(Labeled region records)
** START **
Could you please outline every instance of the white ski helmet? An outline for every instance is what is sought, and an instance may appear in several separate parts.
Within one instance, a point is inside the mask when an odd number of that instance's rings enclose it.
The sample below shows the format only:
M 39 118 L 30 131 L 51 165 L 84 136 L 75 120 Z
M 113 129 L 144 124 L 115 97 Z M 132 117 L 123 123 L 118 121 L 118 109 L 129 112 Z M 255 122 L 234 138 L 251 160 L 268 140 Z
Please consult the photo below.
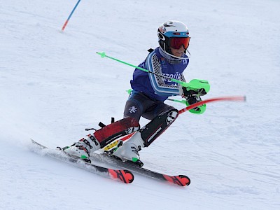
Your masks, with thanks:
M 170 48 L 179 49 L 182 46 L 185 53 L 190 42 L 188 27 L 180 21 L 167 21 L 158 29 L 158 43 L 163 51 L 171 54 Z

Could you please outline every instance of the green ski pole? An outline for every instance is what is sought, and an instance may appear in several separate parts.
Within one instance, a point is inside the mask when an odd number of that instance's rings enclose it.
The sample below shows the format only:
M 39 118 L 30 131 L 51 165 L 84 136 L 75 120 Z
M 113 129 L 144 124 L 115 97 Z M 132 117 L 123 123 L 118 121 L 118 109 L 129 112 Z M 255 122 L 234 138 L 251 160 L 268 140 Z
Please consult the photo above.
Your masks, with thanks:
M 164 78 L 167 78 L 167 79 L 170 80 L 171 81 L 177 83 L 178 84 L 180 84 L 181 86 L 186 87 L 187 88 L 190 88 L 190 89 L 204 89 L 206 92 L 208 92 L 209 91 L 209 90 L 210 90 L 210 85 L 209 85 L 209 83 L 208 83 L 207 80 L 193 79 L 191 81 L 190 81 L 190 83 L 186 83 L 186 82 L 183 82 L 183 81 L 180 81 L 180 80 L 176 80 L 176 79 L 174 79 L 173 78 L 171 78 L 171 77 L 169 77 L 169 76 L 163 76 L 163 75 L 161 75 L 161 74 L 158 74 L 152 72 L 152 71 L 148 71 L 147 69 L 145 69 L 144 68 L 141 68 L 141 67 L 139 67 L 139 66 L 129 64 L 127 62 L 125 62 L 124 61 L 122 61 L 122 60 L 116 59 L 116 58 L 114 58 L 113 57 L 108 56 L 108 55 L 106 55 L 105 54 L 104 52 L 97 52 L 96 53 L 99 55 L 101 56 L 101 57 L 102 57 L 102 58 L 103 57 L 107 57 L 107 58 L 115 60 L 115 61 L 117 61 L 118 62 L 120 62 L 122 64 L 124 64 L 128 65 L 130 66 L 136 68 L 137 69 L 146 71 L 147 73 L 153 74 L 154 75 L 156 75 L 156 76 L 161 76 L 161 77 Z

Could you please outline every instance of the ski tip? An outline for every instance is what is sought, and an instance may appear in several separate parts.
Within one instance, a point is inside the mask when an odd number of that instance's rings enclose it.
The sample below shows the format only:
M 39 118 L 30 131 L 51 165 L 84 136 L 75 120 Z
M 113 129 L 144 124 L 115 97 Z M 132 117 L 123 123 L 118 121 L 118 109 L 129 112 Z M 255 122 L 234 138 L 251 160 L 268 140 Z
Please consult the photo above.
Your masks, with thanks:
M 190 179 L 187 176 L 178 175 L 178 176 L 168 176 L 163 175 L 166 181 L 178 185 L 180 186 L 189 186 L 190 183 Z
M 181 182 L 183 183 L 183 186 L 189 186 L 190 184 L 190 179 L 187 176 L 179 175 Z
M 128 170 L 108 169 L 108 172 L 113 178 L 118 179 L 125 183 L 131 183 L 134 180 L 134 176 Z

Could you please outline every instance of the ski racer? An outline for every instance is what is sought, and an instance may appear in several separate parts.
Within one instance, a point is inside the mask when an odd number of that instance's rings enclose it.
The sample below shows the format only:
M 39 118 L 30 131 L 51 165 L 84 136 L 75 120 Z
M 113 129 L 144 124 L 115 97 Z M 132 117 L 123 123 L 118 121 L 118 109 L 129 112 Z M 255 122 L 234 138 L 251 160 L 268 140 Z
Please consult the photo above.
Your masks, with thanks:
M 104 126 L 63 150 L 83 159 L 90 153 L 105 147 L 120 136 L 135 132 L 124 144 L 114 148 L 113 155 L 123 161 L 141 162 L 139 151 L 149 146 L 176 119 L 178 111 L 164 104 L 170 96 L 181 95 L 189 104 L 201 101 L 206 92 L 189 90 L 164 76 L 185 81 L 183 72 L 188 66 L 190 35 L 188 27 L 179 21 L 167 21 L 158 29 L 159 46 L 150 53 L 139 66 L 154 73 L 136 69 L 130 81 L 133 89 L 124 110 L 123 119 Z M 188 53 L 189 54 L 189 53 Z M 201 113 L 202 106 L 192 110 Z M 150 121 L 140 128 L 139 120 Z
** END **
** START **
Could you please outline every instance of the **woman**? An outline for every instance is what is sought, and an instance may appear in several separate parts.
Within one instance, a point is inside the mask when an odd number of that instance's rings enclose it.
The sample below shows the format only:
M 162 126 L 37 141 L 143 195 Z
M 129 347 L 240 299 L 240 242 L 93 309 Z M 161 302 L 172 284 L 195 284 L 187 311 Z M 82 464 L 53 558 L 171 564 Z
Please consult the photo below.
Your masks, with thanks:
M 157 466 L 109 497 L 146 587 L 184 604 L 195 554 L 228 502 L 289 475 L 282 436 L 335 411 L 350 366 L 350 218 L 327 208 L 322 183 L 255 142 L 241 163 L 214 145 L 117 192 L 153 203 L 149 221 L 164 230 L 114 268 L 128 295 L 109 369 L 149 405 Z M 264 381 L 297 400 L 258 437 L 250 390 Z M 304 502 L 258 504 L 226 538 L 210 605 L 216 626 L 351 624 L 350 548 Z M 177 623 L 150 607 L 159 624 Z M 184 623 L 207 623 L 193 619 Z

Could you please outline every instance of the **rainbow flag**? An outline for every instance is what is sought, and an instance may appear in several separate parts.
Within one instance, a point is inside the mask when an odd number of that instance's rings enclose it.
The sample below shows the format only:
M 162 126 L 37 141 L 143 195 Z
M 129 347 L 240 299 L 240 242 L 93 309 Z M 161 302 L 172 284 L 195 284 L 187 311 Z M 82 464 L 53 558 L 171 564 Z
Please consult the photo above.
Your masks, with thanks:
** END **
WORK REQUIRED
Rescale the stretch from the line containing "Could you please outline every instance of the white" through the line containing "M 170 48 L 179" by writing those lines out again, requests included, with only the coordinates in the answer outlines multiplied by 1.95 and rounded to whole numbers, halves rounded up. Leave the pictures out.

FULL OUTPUT
Could you please outline every instance of the white ski helmet? An outline for every instance is what is sought, and an instance may appear in several separate parts.
Within one instance, a point is inside the mask when an odd number of that instance's rings enclose it.
The sample below shows the format only:
M 39 118 L 30 131 L 51 165 L 84 136 L 75 120 Z
M 113 129 L 144 124 L 115 97 Z M 132 117 L 123 123 L 118 121 L 118 109 L 129 112 Z M 255 122 L 234 138 L 251 160 L 268 140 Z
Please consult the photo below.
Your masks, with thanks:
M 332 94 L 349 96 L 355 90 L 361 103 L 371 82 L 367 53 L 351 41 L 326 41 L 308 57 L 308 84 L 318 99 L 333 105 Z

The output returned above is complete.